| Task objective |
From the passage on the polypill trial below, extract word for word the part that opens with the words "The concept of" and closes with "popping a pill.".

A cheap five-in-one pill can guard against heart attacks and stroke, research suggests.
The concept of a polypill for everyone over 55 to cut heart disease by up to 80% was mooted over five years ago, but slow progress has been made since.
Now a trial in India shows such a pill has the desired effects and is safe and well-tolerated by those who take it.
Although The Lancet study is proof of concept, experts still question the ethics of a pill for lifestyle issues.
Critics say the problems of high blood pressure and cholesterol should be tackled with diet and exercise rather than by popping a pill.
The polypill used in the latest study combines five active pharmacological ingredients widely available separately - aspirin, a statin to lower cholesterol and three blood pressure-lowering drugs - as well as folic acid.
Does what it says on the tin
Trials on 2,053 healthy individuals free of cardiovascular disease, but with a risk factor such as high blood pressure or a long-term smoker, showed combining the drugs into one tablet delivered a similar effect to each drug separately.
Reductions were seen in both blood pressure and cholesterol without any major side effects.
The researchers believe that the combined action of all the components in their "Polycap" capsule made by Cadila Pharmaceuticals, could potentially halve strokes and heart attacks in average, middle-aged people.
On a global scale, this would save tens of millions of lives.
The study, led by Dr Salim Yusuf, from McMaster University in Ontario, Canada, took in people at 50 centres across India.
A spokeswoman for the British Heart Foundation said: "The results suggest that the polypill has the potential to reduce the incidence of cardiovascular disease.
"We now need further research to examine whether the polypill actually reduces mortality."
A UK team led by Professor Simon Thom of Imperial College London is hoping to do just this.

| Natural-language object grounding data |
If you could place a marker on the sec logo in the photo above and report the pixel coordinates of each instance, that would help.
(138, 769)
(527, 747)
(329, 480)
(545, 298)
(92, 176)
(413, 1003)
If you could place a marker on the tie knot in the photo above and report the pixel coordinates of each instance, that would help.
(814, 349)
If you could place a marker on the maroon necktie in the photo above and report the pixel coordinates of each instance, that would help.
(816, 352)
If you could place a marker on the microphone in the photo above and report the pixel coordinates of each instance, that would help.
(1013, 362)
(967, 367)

| Answer box |
The concept of a polypill for everyone over 55 to cut heart disease by up to 80% was mooted over five years ago, but slow progress has been made since.
Now a trial in India shows such a pill has the desired effects and is safe and well-tolerated by those who take it.
Although The Lancet study is proof of concept, experts still question the ethics of a pill for lifestyle issues.
Critics say the problems of high blood pressure and cholesterol should be tackled with diet and exercise rather than by popping a pill.